Please format the entries as a numbered list, from the line with "Please examine it carefully. Your task is to find crowd" up to and including the line with "[988,216,1013,234]", leaving out any blank lines.

■ **Dataset items**:

————————

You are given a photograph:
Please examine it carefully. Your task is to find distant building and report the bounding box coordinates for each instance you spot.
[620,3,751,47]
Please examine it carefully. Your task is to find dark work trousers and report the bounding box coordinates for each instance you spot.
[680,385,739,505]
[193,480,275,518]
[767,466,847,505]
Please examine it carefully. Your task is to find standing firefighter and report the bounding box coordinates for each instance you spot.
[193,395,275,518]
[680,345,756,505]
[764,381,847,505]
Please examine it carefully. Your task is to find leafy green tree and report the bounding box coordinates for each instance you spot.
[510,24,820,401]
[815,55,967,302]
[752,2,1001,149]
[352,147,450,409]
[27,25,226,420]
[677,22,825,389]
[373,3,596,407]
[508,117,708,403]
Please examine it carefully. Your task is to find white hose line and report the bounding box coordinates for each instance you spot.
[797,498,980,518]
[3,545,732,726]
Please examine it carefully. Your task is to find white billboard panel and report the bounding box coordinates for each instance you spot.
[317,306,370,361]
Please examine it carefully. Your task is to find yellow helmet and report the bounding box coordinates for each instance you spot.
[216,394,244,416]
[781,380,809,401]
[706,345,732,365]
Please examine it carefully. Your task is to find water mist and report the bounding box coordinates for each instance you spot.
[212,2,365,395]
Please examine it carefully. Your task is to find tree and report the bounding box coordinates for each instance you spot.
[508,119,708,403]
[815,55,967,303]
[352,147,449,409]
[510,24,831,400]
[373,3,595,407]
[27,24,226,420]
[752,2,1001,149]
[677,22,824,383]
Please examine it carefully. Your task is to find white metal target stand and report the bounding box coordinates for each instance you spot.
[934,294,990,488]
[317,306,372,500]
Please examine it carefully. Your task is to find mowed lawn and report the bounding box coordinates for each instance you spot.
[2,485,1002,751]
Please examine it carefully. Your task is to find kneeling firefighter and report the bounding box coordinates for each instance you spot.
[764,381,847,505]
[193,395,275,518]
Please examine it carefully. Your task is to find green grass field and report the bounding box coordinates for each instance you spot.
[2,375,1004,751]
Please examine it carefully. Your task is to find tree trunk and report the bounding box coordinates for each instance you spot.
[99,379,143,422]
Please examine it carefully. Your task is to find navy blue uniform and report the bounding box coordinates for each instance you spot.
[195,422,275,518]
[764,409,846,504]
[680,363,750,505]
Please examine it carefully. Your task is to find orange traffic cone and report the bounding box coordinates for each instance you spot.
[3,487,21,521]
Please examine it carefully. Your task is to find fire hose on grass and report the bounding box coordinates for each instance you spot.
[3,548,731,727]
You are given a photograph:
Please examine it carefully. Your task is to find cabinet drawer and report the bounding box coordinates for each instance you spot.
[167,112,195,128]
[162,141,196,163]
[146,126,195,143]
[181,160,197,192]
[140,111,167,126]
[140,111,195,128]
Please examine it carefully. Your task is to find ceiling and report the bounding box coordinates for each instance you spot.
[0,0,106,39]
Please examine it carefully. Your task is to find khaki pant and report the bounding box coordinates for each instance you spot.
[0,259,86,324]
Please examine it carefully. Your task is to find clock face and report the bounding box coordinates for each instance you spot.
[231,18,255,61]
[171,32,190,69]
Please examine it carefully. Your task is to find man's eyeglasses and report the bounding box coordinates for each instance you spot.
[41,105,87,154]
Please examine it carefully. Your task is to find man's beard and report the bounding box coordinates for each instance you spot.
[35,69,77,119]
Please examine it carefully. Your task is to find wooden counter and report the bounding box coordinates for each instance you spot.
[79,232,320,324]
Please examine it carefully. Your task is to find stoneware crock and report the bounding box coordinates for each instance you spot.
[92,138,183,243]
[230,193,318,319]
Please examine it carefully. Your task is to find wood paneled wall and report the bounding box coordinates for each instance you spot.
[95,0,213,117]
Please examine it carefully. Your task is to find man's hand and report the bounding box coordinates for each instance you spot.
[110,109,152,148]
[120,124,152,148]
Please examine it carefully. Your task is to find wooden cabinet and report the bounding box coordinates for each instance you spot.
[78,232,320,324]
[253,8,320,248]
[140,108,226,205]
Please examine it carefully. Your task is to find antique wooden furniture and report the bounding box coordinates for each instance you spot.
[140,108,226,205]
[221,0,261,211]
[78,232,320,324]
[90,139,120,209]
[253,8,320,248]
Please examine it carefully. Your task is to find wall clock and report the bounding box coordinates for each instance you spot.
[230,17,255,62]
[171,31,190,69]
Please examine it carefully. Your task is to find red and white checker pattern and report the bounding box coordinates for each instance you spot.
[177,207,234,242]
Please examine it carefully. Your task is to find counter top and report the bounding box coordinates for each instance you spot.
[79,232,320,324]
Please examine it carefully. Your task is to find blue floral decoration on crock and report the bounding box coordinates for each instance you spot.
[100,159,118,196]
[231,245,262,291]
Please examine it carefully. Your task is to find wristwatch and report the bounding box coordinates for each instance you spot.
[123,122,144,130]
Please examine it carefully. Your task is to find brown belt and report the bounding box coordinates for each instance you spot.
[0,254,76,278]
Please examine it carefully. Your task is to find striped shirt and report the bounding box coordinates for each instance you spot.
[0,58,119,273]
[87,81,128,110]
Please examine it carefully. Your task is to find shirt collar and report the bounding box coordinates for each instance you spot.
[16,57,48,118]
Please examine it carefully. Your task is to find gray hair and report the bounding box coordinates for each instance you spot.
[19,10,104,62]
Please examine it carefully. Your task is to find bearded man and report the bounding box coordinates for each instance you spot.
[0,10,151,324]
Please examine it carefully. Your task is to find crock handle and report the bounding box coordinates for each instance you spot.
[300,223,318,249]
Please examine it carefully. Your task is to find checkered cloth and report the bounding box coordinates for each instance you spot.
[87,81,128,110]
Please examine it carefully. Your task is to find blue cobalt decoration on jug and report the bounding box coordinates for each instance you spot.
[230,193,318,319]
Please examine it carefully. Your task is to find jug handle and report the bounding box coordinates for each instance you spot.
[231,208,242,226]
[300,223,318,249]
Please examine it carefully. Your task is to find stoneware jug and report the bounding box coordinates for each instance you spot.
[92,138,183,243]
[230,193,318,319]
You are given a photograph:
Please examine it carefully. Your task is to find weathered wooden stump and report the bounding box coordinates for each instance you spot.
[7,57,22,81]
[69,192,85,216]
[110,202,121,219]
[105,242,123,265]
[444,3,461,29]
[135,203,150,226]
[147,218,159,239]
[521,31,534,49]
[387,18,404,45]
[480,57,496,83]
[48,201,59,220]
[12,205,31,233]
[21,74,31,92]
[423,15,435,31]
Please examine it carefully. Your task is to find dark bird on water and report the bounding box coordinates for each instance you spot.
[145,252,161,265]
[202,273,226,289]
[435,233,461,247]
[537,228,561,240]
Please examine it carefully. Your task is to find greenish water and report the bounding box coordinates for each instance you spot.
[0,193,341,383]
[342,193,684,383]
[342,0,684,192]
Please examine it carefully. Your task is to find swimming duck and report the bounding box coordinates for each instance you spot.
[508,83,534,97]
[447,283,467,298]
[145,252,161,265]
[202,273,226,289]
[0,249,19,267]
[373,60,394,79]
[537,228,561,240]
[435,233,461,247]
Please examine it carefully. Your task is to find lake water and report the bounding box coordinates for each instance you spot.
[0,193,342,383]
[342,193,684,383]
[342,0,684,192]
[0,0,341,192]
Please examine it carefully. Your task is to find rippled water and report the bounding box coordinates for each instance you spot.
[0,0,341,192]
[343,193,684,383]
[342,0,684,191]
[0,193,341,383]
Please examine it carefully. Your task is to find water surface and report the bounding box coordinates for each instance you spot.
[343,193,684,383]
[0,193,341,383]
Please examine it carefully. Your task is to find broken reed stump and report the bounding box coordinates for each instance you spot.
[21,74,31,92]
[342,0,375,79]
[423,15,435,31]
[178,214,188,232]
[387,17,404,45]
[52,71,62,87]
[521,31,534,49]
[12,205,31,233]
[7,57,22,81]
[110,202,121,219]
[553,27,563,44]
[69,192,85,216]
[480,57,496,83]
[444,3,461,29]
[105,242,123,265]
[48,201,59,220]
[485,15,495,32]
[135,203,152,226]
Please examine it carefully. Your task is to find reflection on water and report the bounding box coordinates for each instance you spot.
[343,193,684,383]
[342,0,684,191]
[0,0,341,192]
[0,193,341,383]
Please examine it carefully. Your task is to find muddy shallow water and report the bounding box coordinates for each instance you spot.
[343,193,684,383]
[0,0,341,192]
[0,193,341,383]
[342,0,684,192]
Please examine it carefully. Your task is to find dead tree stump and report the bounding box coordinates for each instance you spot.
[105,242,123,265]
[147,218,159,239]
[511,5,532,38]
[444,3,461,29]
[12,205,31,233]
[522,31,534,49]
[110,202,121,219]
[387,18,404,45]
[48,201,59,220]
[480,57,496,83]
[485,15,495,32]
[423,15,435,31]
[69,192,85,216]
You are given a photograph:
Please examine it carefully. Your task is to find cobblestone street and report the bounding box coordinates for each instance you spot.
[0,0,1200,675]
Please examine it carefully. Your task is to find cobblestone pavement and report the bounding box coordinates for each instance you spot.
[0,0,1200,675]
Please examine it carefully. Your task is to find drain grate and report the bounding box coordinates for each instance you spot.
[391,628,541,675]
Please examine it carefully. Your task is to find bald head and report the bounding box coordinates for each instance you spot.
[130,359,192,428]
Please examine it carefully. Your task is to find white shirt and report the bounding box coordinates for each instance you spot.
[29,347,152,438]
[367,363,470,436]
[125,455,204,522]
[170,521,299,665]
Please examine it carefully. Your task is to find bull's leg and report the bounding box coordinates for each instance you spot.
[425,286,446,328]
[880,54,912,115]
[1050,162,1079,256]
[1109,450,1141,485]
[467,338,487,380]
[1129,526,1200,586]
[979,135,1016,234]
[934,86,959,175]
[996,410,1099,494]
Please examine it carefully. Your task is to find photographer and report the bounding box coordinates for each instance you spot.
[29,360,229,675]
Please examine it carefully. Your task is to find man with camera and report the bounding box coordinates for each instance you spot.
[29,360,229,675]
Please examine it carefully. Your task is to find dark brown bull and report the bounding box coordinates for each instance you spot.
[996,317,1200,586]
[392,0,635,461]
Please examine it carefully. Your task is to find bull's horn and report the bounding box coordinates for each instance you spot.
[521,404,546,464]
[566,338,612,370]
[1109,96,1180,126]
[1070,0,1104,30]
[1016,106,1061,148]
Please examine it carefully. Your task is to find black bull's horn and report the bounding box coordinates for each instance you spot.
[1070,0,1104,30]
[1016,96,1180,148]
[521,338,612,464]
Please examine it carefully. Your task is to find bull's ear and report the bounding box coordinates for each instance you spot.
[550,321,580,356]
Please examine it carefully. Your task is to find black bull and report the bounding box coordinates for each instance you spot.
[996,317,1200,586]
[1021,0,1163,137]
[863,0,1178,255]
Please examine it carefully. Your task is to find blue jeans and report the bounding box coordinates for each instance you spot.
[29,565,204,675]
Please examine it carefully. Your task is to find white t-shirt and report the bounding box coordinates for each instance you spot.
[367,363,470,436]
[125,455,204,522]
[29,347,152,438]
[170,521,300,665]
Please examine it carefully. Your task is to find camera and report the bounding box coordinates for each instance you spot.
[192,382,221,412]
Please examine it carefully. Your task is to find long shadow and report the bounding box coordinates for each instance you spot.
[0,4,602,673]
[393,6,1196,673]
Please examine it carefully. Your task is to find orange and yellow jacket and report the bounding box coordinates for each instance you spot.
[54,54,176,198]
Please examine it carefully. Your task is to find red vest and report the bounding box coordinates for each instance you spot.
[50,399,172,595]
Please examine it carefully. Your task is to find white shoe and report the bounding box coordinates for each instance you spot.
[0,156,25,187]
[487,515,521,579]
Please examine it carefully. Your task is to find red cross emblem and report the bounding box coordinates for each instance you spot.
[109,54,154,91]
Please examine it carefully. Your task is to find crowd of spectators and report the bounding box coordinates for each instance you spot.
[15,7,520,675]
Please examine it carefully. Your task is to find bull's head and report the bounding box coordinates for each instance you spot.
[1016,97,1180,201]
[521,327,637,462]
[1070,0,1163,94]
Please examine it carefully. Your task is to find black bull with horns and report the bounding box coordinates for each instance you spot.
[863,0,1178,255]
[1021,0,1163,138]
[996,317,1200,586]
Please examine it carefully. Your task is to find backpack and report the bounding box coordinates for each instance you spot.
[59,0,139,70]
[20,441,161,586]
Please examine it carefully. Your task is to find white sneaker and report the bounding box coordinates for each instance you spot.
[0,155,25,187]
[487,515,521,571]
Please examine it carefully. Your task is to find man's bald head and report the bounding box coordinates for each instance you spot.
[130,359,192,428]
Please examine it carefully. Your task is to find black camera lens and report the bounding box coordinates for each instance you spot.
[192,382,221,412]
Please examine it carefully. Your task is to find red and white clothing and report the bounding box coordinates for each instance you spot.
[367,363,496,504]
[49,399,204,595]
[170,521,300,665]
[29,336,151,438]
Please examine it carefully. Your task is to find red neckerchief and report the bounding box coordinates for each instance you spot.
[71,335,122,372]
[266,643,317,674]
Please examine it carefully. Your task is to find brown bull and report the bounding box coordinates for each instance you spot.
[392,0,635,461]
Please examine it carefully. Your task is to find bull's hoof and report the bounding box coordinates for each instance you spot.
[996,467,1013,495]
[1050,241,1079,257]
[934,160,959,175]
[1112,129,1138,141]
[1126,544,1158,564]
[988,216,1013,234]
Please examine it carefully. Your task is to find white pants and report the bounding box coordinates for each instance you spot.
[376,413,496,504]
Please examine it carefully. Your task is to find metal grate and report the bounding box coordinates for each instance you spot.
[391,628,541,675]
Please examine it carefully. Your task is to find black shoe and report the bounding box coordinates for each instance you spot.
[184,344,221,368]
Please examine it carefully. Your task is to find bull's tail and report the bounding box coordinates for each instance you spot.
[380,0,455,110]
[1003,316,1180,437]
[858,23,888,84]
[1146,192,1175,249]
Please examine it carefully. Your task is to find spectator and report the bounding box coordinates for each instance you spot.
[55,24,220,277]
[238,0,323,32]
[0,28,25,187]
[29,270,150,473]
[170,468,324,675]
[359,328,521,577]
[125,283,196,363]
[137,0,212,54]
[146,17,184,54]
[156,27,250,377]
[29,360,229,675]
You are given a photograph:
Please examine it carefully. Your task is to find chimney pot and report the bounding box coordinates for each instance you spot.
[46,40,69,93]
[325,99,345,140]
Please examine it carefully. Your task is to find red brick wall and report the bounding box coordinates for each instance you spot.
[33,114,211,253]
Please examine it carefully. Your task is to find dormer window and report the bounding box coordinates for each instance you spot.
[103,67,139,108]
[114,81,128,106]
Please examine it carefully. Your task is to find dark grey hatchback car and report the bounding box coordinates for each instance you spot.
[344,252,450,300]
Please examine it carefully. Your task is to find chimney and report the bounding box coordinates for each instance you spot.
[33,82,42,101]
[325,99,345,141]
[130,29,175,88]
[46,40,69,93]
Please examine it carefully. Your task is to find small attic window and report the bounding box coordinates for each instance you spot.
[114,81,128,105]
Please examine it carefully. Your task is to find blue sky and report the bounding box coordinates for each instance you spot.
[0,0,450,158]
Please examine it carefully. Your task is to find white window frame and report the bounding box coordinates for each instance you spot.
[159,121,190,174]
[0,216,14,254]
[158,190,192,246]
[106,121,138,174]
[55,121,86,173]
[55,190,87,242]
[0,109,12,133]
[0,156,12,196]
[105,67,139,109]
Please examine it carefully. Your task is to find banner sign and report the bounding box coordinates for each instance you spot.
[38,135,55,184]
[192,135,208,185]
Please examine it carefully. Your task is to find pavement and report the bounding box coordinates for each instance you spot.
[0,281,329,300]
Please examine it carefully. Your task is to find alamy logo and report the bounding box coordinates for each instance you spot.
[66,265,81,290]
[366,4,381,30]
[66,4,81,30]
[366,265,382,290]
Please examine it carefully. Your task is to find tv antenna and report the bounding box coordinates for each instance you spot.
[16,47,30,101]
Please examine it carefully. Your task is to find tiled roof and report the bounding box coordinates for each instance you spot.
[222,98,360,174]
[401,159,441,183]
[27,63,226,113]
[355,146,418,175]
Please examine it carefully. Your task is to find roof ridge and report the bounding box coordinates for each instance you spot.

————————

■ **SOLUTION TO THIS TASK**:
1. Please examine it carefully. Your task is to find crowd of spectators and report the bounding box coordinates for each instance you spot.
2. [15,7,520,675]
3. Please examine it carefully. Your task is to find bull's head and report the bounding box coordinates for each instance you spot.
4. [1016,97,1180,201]
5. [521,327,637,462]
6. [1070,0,1163,94]
7. Please examine it carefully. Your task is to find black bull with horns and report the bounding box coordinates for each instance you spot.
8. [863,0,1178,255]
9. [1021,0,1163,138]
10. [996,317,1200,586]
11. Please examine it carefully. Your task is to find backpack and report the bounding box coordinates for each instance you spot.
12. [59,0,139,70]
13. [20,441,161,586]
14. Please examine it carefully. Your task is to find white sneaker and report the bounding box coordinates for each instance you spot.
15. [0,155,25,187]
16. [487,515,521,571]
17. Please examine it carefully. Your task is to find man's bald head and report the bounding box coordinates for each instance you spot.
18. [130,359,192,428]
19. Please examine it carefully. Your task is to find black camera lens and report the bounding box coordinates for each instance you spot.
20. [192,382,221,412]
21. Please examine it carefully. Your task is to find red and white clothing and report the bounding box coordinates for each instance you spot.
22. [367,363,496,504]
23. [49,399,204,595]
24. [170,521,300,665]
25. [29,336,151,438]
26. Please examine it carefully. Your task is to find red neckerchief and report the bounding box coordinates for each instance you spot.
27. [71,335,122,372]
28. [266,643,317,674]
29. Please examine it carefully. Your task is to find brown bull and report the bounding box coordinates for each instance you spot.
30. [392,0,635,461]
31. Please examine it carefully. Your task is to find bull's hoof and report the bounding box coordinates for each instance you spot.
32. [996,467,1013,495]
33. [1050,241,1079,257]
34. [934,160,959,175]
35. [1112,129,1138,141]
36. [1126,544,1158,564]
37. [988,216,1013,234]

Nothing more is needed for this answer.